Pick out every row below that contains the word "door", and copy each one in full.

MATERIAL PROVIDED:
---+---

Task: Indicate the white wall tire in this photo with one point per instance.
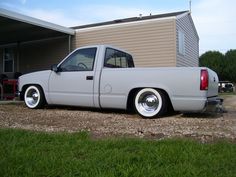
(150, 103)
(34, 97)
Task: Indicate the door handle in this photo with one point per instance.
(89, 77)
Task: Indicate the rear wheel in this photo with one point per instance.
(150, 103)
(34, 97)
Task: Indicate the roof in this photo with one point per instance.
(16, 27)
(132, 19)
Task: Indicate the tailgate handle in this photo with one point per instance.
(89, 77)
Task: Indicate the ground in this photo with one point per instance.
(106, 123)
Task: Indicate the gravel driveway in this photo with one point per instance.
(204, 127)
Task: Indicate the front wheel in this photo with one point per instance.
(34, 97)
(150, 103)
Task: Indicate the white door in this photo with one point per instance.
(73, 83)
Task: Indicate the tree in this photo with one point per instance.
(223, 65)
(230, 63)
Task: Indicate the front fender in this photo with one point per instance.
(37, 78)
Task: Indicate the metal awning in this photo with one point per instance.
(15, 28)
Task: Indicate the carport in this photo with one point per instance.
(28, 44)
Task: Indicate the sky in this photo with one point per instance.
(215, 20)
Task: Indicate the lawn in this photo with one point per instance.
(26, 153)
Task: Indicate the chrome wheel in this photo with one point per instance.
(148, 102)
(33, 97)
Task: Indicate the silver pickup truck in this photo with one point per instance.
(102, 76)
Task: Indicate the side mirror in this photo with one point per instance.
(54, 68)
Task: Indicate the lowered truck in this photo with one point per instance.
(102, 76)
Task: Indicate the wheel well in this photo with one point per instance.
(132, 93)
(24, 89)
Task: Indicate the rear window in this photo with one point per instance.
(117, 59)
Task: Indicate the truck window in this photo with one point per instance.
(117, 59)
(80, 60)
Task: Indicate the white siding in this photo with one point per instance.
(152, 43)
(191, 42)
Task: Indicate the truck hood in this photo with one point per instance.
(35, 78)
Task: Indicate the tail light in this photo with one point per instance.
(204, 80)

---+---

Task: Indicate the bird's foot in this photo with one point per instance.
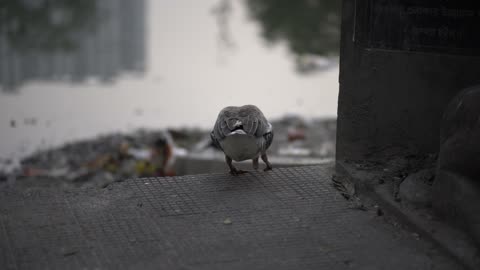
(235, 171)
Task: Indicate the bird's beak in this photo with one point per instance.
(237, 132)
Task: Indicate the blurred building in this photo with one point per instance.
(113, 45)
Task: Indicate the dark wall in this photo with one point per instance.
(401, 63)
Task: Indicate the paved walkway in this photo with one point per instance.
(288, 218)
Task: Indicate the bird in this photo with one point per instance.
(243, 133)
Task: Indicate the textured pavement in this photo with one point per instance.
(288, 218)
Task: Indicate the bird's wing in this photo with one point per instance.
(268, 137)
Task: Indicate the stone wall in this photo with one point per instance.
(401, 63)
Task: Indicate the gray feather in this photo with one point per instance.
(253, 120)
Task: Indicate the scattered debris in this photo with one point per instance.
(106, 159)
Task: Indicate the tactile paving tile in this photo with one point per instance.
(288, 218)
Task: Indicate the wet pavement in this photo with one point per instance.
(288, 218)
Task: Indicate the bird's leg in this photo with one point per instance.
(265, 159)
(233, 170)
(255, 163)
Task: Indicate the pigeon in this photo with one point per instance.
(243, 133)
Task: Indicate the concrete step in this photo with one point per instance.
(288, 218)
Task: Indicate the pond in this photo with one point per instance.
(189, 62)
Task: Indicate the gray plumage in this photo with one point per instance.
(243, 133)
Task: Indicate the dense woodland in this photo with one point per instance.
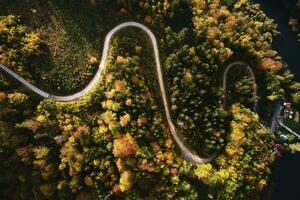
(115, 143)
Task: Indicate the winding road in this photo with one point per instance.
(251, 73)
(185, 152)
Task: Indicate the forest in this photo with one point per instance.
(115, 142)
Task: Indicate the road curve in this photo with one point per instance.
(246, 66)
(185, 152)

---+---

SOLUTION BELOW:
Task: Indicate the door handle in this photo with one point per instance.
Task: Indicate the white door in this photo with one point per instance.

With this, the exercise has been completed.